Required tasks:
a. In the passage on allocating processor cores, copy the stretch from "Accordingly, all cores" through "of the algorithm.".
b. Carry on the passage about assigning app-instances to processor cores from the point where it stops.

Selected excerpt:
>> START
Accordingly, all cores of the array are allocated on each run of the above algorithm according to applications' processing load variations while honoring their contractual entitlements. I.e., the allocating of the array of cores by the algorithm is done in order to minimize the greatest amount of unmet demands for cores (i.e., greatest difference between the CDF and allocated number of cores for any given application) among the set of programs, while ensuring that any given program gets its CDF at least within its CE met on each successive run of the algorithm.
Algorithm for Assigning App-Insts for the Cores
Following the allocation of the array of cores among the applications, for each application on the processor that was allocated one or more cores by the latest run of the core allocation algorithm, the individual ready-to-execute app-insts are selected and mapped to the number of cores allocated to the given application at module 1010 of
The app-instance to core assignment algorithm for each given application begins by keeping any continuing app-insts, i.e., app-insts selected to run on the core array both on the present and the next core allocation period, mapped to their current cores. After that rule is met, any newly selected app-insts for the given application are mapped to available cores. Specifically, assuming that a given application was allocated k (a positive integer) cores beyond those used by its continuing app-insts, k highest priority ready but not-yet-mapped app-insts of the application are mapped to k next available (i.e., not-yet-assigned) cores within the array. In case that any given application had less than k ready but not-yet-mapped app-insts, the highest priority other (e.g., waiting) app-insts are mapped to the remaining available cores among the number of cores allocated to the given application; these other app-insts can thus directly begin executing on their assigned cores once they become ready.
>> END
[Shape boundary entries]
>> START
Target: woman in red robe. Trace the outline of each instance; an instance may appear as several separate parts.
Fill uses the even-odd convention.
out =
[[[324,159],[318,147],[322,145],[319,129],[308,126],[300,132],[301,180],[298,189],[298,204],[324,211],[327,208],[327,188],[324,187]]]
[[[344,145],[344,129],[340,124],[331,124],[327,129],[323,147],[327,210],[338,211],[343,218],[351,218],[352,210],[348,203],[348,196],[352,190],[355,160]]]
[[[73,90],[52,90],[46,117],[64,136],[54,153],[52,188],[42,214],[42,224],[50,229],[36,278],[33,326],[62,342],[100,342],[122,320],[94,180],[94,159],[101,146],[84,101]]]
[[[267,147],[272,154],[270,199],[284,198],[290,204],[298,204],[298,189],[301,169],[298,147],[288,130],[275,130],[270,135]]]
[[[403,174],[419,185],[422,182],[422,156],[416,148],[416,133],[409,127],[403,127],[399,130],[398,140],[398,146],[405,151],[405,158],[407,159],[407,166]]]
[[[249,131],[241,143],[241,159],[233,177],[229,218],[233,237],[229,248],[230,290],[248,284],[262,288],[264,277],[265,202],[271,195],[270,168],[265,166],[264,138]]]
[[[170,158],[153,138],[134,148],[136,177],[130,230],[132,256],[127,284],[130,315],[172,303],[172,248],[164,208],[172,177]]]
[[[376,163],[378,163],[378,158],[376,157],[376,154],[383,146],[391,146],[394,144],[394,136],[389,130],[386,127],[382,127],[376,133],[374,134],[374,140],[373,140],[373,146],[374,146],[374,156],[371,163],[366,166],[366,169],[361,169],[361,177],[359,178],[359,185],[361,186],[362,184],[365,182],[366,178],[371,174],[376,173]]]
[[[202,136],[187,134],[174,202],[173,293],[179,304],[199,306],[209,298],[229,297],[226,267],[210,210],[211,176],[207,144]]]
>> END
Outputs for the tasks:
a.
Accordingly, all cores of the array are allocated on each run of the above algorithm according to applications' processing load variations while honoring their contractual entitlements. I.e., the allocating of the array of cores by the algorithm is done in order to minimize the greatest amount of unmet demands for cores (i.e., greatest difference between the CDF and allocated number of cores for any given application) among the set of programs, while ensuring that any given program gets its CDF at least within its CE met on each successive run of the algorithm.

b.
Note further that, when the app-instance to core mapping module 1010 of the controller gets an updated list of selected app-insts for the applications (following a change in either or both of core to application allocations or app-instance priority lists of one or more applications), it will be able to identify from them the following: I. The set of activating, to-be-mapped, app-insts, i.e., app-insts within lists not mapped to any core by the previous run of the placement algorithm. This set I is produced by taking those app-insts from the updated selected app-instance lists whose ‘present assignment core’ in the latest app-instance assignment table was indicated as presently not mapped; II. The set of deactivating app-insts, i.e., app-insts that were included in the previous, but not in the latest, selected app-instance lists. This set II is produced by taking those app-insts from the latest assignment table whose core ID #indicated the app-instance as presently mapped, but that were not included in the updated selected app-instance lists; and III. The set of available cores, i.e., cores which in the latest assignment table were assigned to the set of deactivating app-insts (set II above).
The app-instance to core assignment algorithm uses the above info to map the active app-insts to cores of the array in a manner that keeps the continuing app-insts executing on their present cores, to maximize the utilization of the core array for processing the user applications. Specifically, the placement algorithm maps the individual app-insts within the set I of activating app-insts in their increasing app-instance ID #order for processing at core instances within the set III of available cores in their increasing core ID #order.
Moreover, regarding placement of activating app-insts (set I as discussed above), the assignment algorithm seeks to minimize the amount of core slots for which the activating app-instance demands a different execution core type than the deactivating app-instance did. I.e., the app-instance to core assignment algorithm will, to the extent possible, place activating app-insts to such core slots (within the core array of the local processor) where the deactivating app-instance had the same execution core type. E.g., activating app-instance demanding the DSP type execution core will be placed to the core slots where the deactivating app-insts also had run on DSP type cores. This sub-step in placing the activating app-insts to their target core slots uses as one of its inputs the new and preceding versions of the core slot ID indexed active app-instance ID and core type arrays, to allow matching the activating app-insts and the available core slots according to the core type, in order to minimize the need for core slot reconfigurations. For details on the core slot dynamic reconfiguration, please see the section below titled Task-type Adaptive Core Reconfiguration.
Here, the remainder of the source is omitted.